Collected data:
BEGIN

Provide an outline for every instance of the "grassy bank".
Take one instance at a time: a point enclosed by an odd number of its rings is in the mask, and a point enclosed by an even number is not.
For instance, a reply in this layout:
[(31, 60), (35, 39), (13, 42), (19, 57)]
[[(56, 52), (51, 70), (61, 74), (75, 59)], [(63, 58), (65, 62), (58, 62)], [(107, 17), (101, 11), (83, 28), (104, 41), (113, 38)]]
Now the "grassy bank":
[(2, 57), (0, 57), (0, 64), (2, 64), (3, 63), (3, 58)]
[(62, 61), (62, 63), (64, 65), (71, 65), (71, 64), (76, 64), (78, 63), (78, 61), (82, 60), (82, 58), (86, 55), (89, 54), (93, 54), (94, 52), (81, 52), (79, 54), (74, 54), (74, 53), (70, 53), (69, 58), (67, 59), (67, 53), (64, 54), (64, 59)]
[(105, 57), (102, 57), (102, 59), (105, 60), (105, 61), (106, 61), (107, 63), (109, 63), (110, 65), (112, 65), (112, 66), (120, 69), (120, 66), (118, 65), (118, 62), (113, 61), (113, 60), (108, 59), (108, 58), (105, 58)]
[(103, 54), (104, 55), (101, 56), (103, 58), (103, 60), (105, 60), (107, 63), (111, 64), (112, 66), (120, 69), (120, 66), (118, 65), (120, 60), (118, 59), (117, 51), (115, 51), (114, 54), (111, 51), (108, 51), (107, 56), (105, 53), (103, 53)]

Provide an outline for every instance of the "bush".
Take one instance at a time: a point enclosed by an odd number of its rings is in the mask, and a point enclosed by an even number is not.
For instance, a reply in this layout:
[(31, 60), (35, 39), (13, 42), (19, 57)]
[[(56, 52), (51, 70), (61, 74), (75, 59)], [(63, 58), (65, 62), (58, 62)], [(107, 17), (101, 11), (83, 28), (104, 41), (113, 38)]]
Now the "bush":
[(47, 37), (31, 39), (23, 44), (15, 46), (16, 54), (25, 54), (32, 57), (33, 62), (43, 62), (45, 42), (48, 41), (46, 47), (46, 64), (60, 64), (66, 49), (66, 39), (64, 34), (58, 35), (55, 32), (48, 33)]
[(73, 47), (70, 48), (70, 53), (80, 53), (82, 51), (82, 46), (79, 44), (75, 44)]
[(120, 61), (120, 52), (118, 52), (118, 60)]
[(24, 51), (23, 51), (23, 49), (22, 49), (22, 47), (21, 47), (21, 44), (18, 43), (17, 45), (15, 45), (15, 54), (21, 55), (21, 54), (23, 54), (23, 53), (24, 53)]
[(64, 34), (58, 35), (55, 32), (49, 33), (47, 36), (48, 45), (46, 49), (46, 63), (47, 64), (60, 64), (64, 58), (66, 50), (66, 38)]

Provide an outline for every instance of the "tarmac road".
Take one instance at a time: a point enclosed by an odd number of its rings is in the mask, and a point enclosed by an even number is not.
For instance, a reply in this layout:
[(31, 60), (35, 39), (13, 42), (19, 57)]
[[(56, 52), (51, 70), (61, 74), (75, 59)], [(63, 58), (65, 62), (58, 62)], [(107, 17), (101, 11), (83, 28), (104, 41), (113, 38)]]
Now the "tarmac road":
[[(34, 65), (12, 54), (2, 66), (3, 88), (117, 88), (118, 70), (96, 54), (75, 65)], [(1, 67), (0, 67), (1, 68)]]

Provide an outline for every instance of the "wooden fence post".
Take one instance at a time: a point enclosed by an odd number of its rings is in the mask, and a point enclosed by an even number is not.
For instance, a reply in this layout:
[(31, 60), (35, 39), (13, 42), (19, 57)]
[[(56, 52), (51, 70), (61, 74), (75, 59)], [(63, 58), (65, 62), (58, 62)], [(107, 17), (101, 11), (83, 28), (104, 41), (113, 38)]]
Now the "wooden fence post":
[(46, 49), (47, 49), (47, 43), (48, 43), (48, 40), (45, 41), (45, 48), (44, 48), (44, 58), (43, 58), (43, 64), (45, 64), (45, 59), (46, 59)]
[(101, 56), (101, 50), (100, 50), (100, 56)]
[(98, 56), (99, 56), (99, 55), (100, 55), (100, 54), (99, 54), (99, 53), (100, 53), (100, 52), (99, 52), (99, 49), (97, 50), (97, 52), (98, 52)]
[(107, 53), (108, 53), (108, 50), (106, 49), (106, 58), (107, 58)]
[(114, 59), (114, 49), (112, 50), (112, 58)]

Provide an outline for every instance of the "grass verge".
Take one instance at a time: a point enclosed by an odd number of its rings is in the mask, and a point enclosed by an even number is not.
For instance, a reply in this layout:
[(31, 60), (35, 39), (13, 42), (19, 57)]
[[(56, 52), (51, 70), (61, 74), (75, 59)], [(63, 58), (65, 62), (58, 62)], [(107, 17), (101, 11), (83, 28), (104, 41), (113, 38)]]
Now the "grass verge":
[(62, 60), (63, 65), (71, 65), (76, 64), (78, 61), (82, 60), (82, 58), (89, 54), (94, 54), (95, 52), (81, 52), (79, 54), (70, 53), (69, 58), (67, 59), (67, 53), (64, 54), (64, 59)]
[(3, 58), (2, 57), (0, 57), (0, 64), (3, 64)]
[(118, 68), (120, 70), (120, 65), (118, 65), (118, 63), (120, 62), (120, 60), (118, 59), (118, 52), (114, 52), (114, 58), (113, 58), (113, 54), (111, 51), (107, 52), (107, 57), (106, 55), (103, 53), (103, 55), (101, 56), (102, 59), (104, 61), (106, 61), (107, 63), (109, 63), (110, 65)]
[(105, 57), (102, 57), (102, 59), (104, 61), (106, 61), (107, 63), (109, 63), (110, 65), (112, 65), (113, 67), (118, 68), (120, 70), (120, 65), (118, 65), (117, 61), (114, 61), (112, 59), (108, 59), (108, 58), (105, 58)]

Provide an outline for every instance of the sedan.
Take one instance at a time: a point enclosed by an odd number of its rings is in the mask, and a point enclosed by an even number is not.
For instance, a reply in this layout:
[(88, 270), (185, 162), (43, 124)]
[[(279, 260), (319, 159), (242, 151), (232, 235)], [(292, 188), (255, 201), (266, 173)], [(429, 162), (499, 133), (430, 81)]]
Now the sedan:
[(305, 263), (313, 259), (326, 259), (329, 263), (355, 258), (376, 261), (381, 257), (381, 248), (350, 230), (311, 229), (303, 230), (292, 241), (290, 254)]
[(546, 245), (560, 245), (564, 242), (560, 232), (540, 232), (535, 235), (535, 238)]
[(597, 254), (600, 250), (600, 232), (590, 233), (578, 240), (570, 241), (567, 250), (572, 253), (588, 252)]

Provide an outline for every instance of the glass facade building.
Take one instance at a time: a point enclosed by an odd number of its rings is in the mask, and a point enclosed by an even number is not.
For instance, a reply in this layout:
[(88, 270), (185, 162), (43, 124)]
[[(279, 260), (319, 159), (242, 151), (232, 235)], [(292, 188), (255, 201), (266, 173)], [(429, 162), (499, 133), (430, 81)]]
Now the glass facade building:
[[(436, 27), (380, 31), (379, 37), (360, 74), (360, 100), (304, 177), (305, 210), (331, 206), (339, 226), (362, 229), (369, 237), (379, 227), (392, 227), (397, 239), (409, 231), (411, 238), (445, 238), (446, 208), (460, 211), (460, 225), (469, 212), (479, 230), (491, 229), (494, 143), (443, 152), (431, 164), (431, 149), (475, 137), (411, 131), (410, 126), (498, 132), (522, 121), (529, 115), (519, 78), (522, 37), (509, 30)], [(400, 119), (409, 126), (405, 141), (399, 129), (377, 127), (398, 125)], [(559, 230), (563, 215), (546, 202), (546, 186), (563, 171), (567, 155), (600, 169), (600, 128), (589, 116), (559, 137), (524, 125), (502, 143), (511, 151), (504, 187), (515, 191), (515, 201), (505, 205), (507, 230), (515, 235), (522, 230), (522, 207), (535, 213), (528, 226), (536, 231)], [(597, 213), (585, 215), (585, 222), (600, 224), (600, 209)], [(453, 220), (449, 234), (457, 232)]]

END

Search the data for "Provide" and list every line in which it occurs.

Output of the exercise -
Provide an outline for every instance of the "grassy bank".
Provide an outline for every instance of the "bush".
Provide an outline for every instance of the "tarmac road".
Provide an outline for every instance of the "wooden fence post".
Provide an outline for every instance of the "grass verge".
Provide an outline for every instance of the sedan.
Provide an outline for every instance of the glass facade building.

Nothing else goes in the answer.